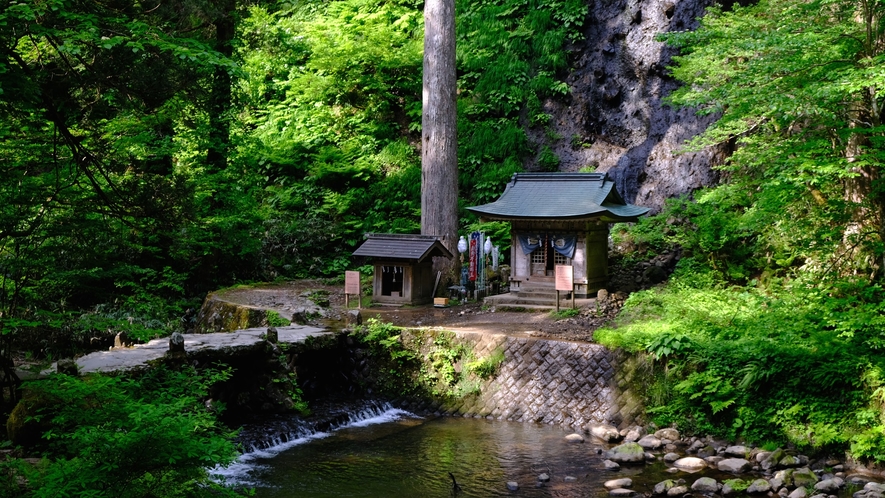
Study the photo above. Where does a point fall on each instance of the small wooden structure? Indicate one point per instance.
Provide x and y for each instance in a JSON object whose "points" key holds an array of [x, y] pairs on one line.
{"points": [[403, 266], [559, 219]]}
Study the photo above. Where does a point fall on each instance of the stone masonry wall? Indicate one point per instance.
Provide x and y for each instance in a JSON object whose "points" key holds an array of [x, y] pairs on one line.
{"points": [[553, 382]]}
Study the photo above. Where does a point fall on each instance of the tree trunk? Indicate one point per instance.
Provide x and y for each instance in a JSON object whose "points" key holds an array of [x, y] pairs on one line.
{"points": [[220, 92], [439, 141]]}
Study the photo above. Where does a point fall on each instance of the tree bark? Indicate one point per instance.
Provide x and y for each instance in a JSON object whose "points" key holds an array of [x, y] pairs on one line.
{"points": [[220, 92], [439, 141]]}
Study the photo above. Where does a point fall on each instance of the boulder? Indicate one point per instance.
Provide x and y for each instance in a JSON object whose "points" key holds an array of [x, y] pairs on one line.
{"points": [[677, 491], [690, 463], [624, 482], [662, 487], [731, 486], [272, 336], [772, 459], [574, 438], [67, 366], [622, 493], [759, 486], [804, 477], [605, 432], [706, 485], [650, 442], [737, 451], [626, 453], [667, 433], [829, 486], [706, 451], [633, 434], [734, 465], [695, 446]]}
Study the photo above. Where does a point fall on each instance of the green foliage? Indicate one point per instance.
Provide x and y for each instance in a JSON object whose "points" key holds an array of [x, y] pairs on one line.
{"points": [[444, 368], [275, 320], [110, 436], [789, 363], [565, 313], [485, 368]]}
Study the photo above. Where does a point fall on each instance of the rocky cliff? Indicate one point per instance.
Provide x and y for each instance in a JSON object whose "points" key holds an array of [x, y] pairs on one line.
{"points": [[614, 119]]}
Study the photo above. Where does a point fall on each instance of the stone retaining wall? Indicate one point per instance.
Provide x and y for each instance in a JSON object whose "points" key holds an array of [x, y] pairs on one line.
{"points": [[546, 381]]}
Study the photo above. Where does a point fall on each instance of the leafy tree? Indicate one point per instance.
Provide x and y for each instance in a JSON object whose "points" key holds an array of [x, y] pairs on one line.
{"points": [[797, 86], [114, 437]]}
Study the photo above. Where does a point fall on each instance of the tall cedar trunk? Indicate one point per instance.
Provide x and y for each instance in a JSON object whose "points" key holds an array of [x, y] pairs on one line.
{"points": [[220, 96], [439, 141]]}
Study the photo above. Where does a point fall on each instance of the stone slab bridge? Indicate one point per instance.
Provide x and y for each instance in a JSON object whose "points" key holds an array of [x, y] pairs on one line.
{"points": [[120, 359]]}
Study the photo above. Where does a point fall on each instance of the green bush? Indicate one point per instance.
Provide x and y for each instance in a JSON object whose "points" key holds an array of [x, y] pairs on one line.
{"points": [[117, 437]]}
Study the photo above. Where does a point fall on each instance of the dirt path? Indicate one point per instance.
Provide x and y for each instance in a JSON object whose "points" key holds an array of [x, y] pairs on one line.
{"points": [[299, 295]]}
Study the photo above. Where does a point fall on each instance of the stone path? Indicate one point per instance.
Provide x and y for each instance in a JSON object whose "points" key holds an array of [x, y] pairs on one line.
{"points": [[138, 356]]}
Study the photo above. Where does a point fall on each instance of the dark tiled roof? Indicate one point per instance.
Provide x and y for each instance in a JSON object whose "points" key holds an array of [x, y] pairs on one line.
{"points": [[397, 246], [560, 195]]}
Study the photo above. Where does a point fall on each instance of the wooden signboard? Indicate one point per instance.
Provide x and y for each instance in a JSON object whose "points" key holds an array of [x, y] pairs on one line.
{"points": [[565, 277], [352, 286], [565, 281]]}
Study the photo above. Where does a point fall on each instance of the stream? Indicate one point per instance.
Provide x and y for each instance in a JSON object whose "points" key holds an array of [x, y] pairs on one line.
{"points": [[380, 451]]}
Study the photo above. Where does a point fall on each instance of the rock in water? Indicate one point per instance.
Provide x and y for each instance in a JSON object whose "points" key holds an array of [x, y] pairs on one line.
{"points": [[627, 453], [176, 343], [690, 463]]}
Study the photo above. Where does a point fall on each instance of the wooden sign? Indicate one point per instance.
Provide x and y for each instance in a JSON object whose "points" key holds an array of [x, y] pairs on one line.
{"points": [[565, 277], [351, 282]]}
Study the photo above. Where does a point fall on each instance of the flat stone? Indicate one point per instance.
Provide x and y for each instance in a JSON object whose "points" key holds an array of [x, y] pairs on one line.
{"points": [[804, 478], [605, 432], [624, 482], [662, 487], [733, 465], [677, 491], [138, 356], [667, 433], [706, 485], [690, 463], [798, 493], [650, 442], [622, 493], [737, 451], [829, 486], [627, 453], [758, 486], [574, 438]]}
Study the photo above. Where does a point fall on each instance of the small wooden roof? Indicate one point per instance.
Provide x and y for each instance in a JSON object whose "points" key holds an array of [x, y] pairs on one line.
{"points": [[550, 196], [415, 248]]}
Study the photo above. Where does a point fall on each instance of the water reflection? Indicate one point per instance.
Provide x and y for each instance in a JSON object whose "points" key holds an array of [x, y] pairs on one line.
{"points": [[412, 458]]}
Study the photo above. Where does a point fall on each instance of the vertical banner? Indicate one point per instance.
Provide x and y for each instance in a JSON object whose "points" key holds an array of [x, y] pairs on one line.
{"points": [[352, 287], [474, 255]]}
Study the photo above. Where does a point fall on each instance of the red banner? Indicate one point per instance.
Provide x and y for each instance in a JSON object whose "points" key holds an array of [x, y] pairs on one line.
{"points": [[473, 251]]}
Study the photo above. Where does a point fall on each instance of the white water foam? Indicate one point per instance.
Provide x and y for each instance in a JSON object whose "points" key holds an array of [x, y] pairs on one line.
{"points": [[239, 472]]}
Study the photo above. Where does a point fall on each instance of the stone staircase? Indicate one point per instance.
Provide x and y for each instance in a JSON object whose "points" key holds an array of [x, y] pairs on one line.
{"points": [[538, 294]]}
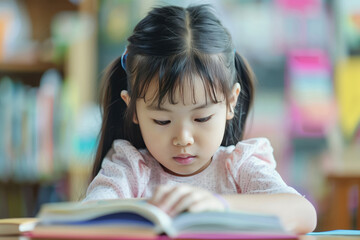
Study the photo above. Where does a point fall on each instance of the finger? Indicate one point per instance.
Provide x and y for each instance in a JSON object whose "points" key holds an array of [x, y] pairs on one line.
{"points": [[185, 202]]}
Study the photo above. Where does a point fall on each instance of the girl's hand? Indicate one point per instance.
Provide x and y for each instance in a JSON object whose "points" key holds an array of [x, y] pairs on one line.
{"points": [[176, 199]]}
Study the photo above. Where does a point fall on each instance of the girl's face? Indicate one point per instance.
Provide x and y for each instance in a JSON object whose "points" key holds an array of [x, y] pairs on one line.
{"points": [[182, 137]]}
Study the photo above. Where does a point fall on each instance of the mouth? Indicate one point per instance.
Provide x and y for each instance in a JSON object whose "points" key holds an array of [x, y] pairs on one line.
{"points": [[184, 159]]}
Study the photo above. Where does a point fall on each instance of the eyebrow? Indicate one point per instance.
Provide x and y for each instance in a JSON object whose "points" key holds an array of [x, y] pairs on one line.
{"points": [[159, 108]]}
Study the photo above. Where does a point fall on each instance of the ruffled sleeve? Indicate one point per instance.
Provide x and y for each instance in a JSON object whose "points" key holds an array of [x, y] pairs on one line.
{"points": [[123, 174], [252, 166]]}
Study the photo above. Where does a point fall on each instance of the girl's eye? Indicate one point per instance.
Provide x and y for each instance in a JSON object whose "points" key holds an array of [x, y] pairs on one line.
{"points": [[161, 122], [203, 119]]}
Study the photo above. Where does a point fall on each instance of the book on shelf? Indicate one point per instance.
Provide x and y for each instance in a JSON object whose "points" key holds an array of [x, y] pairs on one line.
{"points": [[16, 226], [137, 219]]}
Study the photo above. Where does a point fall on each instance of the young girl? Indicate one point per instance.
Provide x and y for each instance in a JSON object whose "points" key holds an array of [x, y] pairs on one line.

Task brief.
From the entries, report each line that includes the word "small".

Answer for the task.
Study the photo above. Where does a point fall on each instance of the small wooden structure? Indicate one point per instance.
Study the photo above. Where does a point fall on each instance of the small wooden roof? Indicate one point per instance.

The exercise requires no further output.